Problem description: Rewrite the section of the passage on outed comic book heroes that begins at the words "Back in the" and stops after "Spider-Man movie showed.", changing "shrink" to "psychiatrist".

Source document:
[start]
The Rawhide Kid isn't the first comic book hero to be outed, of course, though until recently it tended to be done by moral crusaders worried about "deviancy" in kids rather than the comics companies themselves.

Back in the Fifties, Batman and Robin were attacked by an influential shrink called Frederic Wertham, alarmed that Bruce and Robin lived in a house with no females and that Robin was "devoted" to Bruce. Wertham was especially exercised by the fact that the Boy Wonder's legs were "usually bare and wide apart".

An elderly aunt was promptly moved into the Bruce Wayne mansion.

However, it was the out-gay director Joel Schumacher in 1995 who came up with the final solution to Batman and Robin's latent homosexuality: by making a film so unbearably and overtly campy that no one was the slightest bit interested in them any more.

Mind you, perversity is anything but out of fashion and quite what makes a "straight" comic hero is very unclear, as this summer's blockbuster Spider-Man movie showed.
[end]
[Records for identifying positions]
[start]
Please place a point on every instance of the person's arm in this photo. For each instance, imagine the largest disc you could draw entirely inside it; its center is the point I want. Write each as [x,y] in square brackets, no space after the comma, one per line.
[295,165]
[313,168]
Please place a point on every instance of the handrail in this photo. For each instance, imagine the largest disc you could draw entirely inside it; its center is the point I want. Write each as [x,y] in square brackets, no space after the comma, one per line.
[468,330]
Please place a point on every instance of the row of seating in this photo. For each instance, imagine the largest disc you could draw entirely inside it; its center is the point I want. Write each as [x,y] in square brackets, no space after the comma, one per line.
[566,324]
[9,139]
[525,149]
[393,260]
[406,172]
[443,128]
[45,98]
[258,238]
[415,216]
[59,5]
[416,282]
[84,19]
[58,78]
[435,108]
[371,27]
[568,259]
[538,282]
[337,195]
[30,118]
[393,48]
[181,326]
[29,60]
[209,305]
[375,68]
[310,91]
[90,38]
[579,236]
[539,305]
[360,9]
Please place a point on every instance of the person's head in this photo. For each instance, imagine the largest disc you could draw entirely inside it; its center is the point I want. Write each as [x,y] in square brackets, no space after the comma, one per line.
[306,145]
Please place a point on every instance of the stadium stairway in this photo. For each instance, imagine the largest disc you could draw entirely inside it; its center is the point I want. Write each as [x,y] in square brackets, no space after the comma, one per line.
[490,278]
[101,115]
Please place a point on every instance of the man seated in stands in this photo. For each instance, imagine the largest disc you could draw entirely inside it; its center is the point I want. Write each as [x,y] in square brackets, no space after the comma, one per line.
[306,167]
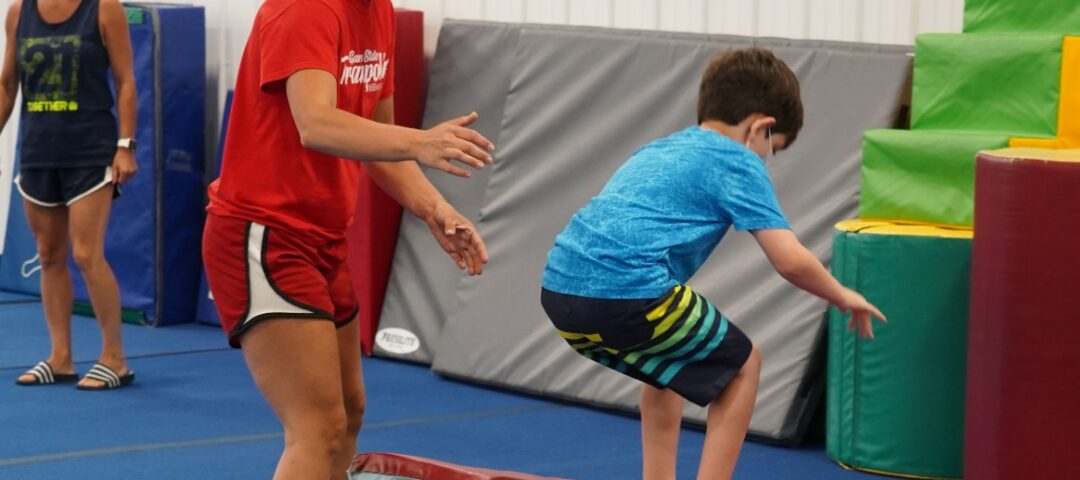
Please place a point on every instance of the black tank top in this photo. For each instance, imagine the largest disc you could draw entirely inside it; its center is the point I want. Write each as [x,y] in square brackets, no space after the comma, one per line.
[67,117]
[end]
Written response:
Back in the Fifties, Batman and Robin were attacked by an influential psychiatrist called Frederic Wertham, alarmed that Bruce and Robin lived in a house with no females and that Robin was "devoted" to Bruce. Wertham was especially exercised by the fact that the Boy Wonder's legs were "usually bare and wide apart".

An elderly aunt was promptly moved into the Bruce Wayne mansion.

However, it was the out-gay director Joel Schumacher in 1995 who came up with the final solution to Batman and Robin's latent homosexuality: by making a film so unbearably and overtly campy that no one was the slightest bit interested in them any more.

Mind you, perversity is anything but out of fashion and quite what makes a "straight" comic hero is very unclear, as this summer's blockbuster Spider-Man movie showed.